* Task inputs:
=== Section Start ===

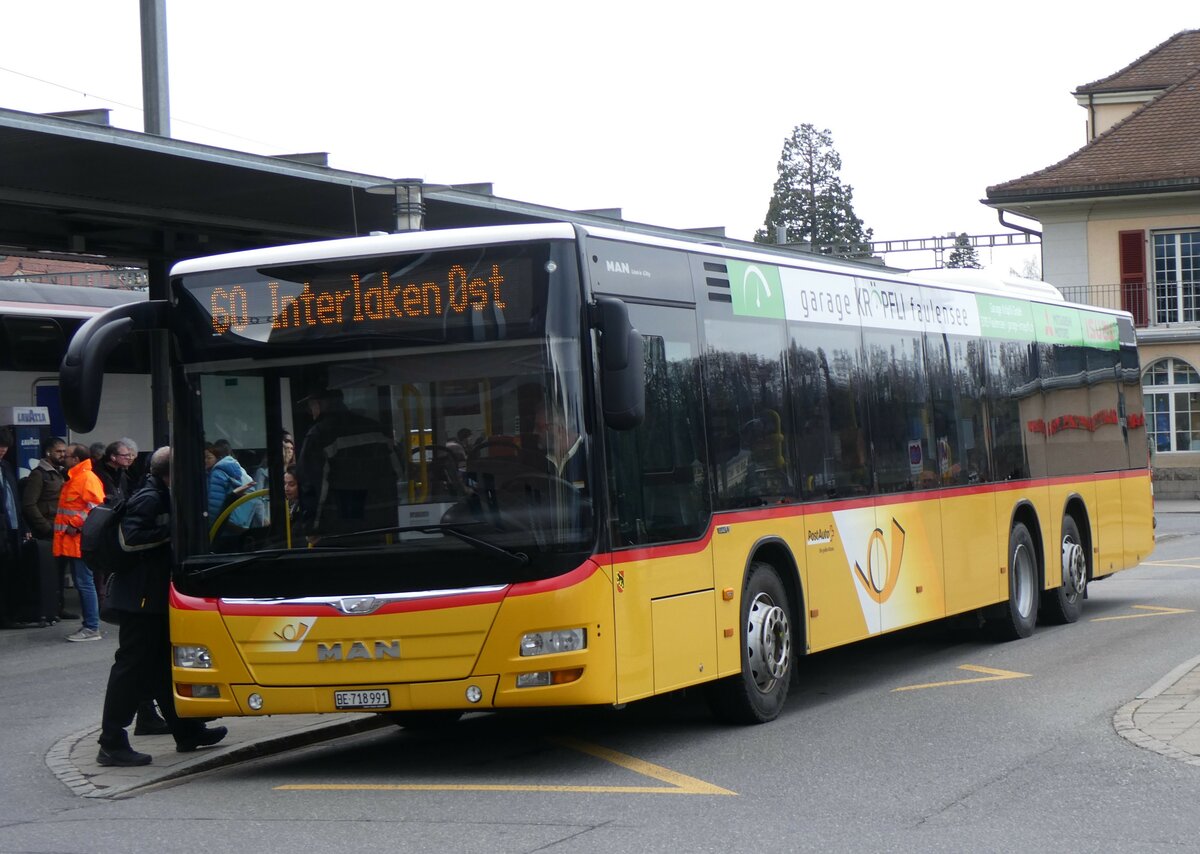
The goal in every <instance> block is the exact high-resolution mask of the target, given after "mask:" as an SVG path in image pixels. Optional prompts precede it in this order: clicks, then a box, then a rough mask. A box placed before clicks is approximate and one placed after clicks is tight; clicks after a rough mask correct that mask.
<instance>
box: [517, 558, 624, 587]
mask: <svg viewBox="0 0 1200 854" xmlns="http://www.w3.org/2000/svg"><path fill="white" fill-rule="evenodd" d="M600 571H601V569H600V564H598V563H596V561H595V558H589V559H587V560H584V561H583V563H582V564H580V565H578V566H577V567H575V569H574V570H571V571H570V572H564V573H563V575H560V576H554V577H553V578H542V579H540V581H536V582H521V583H520V584H514V585H512V587H511V588H510V589H509V594H508V595H509V596H533V595H535V594H539V593H552V591H554V590H563V589H565V588H569V587H575V585H576V584H582V583H583V582H586V581H587V579H588V578H590V577H592V576H594V575H595V573H596V572H600Z"/></svg>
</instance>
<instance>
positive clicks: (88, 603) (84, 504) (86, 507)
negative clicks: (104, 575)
mask: <svg viewBox="0 0 1200 854" xmlns="http://www.w3.org/2000/svg"><path fill="white" fill-rule="evenodd" d="M65 462H66V465H67V482H66V483H64V485H62V492H60V493H59V512H58V513H56V515H55V516H54V557H56V558H66V561H67V564H68V565H70V566H71V575H72V576H73V577H74V582H76V590H78V591H79V607H80V609H82V611H83V627H80V629H79V631H77V632H74V633H73V635H67V640H74V642H78V640H100V639H101V635H100V599H98V597H97V596H96V581H95V578H92V575H91V570H90V569H89V567H88V564H85V563H84V561H83V552H82V551H80V541H82V540H83V522H84V519H86V518H88V513H90V512H91V509H92V507H96V506H100V505H101V504H103V503H104V485H103V483H101V482H100V477H97V476H96V473H95V471H92V470H91V455H90V453H89V452H88V449H86V446H84V445H72V446H71V447H70V449H68V450H67V456H66V461H65Z"/></svg>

=== Section End ===

* What to produce: Copy the material word for word, from its beginning through the line containing "box: [517, 558, 624, 587]", and leave out the pictures.

* Solution to this exercise:
The goal in every <instance> block is the exact high-resolution mask of the target, given after "mask:" as an SVG path in image pixels. Optional prompts precede it in this order: clicks, then a box, then a rough mask. A box placed before clicks is approximate and one placed after clicks is tight; clicks after a rough mask correct that mask.
<instance>
box: [517, 558, 624, 587]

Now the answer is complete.